◆ STATED GOAL A ◆
According to the business tools list, which service did the writer sign up for only yesterday?
◆ STATED GOAL B ◆
Retype the part of the business tools list starting at "Tool #7: Constant" and ending at "of your communications.".
◆ STATED GOAL C ◆
Extend the business tools list by writing what comes after its last sentence.

◆ TEXT EXCERPT ◆
Tool #9: An iPhone, Nokia N95, or Blackberry. They are not equal, but the tradeoffs among them are tough to settle depending on your needs. The ability to capture video with a N95 is pretty awesome. And taking pictures (and uploading them to Flickr or wherever!) tends to come in handy for guerrilla marketing, and solves the problem of owning a camera but never having it on hand. But my N95 randomly turns off, sometimes when I’m receiving a call. File that under the Bad Feature category. iPhones don’t have that feature. Using an iPhone puts you in a constant state of arousal, which is a I guess a plus and a minus. All three are needed because you need to be plugged in to the Matrix. People cite the addiction factor: have one and you can’t escape the internets. But I think if you have a little control it can be the opposite: having these puppies can enable you to stay away from your computer longer, because you can check in without booting up.

Tool #8: Google Docs. This online document and spreadsheet system is far from perfect. But Word increasingly blows chunks. Meanwhile, Google docs is pretty awesome when it comes to collaboration. You can edit the same doc simultaneously with someone else. And collaboration is really the essence of existence. All the fancy features of Word? You don’t need them, because you aren’t publishing anything with this tool (other tools for that on the way).

Tool #7: Constant Contact. I just signed up for this service yesterday so maybe I'm overly pumped about it. It’s so clearly the way to go if you have customers or people that you would like to email on any regular basis. It’s a reliable way of formatting sending HTML formatted messages, managing contact lists, being generally considered reputable by humans and spam filters, endearing yourself to readers with a quick unsubscribe option, and tracking the effectiveness of your communications.

Tool #6: Photoshop. This product is absurdly expensive, and absurdly difficult to learn. But I can’t even begin to fathom how anyone would get by without it. You should have Photoshop if any of the following are true: you have a logo; you have a website; you publish documents; you have schwag. Sure, you could have someone else take care of this stuff for you. But as CEO you are probably Head Marketer and these functions can be pretty core to it.

Tool #5. Your Blog. I don’t really like any of the blog services a TON, but Blogger has suited me ok. (Though composing and adding photos in here makes me want to kill myself.) Unless you have opened a business as an independent intelligence operative, you need a blog. Everyone’s holdup is wondering whether it’s really worth the effort. It is true that a LOT of people still don’t really know what a blog is, even when they visit one. (This is a blog by the way.) But here are a couple reasons why you must have one. First, marketing these days is complicated, and all the best ways of marketing are basically untrackable. You have to give up on being able to know exactly what the payoff is for all your actions. Instead, you figure out your strategy and go with the things that are in strategic alignment with it. So, if rapport with literate humans plays a role in your strategy, you write a blog. Second, writing shapes up our thinking, and it’s nice to have a clue about what we’re thinking.

◆ SUPPLIED RECORDS ◆
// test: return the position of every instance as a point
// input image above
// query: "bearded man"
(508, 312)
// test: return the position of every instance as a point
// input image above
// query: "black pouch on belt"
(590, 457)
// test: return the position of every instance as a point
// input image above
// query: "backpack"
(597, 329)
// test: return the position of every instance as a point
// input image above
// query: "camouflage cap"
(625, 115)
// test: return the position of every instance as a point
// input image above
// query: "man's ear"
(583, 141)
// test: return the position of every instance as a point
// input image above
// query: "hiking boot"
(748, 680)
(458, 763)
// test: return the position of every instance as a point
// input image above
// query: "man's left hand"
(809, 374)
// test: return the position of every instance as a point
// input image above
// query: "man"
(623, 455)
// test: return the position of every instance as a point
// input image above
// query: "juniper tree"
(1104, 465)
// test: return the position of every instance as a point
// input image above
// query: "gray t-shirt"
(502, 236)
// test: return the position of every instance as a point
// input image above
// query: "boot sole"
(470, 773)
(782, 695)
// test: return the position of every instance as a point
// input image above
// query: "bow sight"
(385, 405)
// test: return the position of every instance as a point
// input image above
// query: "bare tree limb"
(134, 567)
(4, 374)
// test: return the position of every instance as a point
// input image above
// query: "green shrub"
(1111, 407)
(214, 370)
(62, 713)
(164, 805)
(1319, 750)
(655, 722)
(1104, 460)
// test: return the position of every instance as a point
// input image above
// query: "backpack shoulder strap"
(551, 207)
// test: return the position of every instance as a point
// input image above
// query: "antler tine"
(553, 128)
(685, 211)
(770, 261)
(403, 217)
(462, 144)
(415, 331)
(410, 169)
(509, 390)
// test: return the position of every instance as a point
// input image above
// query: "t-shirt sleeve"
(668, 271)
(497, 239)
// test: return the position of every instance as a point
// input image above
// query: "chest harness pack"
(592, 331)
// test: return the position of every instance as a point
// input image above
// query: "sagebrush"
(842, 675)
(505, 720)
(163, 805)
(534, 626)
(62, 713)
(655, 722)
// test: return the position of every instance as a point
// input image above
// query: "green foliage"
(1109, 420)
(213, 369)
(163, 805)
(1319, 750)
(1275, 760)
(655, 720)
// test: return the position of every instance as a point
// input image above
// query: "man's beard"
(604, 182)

◆ EXERCISE ANSWER A ◆
Constant Contact.

◆ EXERCISE ANSWER B ◆
Tool #7: Constant Contact. I just signed up for this service yesterday so maybe I'm overly pumped about it. It’s so clearly the way to go if you have customers or people that you would like to email on any regular basis. It’s a reliable way of formatting sending HTML formatted messages, managing contact lists, being generally considered reputable by humans and spam filters, endearing yourself to readers with a quick unsubscribe option, and tracking the effectiveness of your communications.

◆ EXERCISE ANSWER C ◆
Tool #4. Social Networks. Blah blah everyone talks about this. Some of the blog thinking applies here: it’s tough to measure the efficacy of all the things we do. But you should be on these puppies. Which ones depends on your business. I’ve used LinkedIn for job postings with some success. Probably every entrepreneur ever should be on MySpace and facebook. But it depends a bit on your business. E.g., if you’re a yoga teacher, you should be on Zaadz. Facebook is quite relevant to our user base and that’s why we have the best facebook app ever, enabling to join the Spank through facebook, login through facebook, and spank your facebook friends. Linkspank was recently written up as a way to be a part of the buzz.

Tool #3. Gmail. Email is pretty important, you know? Linkspank is an email-related business, so I have made it my business to use a variety of email solutions, including webmail, Outlook, Thunderbird, most of the stuff you know. It is no joke that Gmail is *head and shoulders* above the rest. Just the facts. It’s much much much faster, for one thing. After using Gmail, when I log into the other stuff I’m practically tearing my face off. And it wins on features, such as group chat (although that didn’t work for me today) and sending emails in the name of other email addresses, forwarding and on and on and on.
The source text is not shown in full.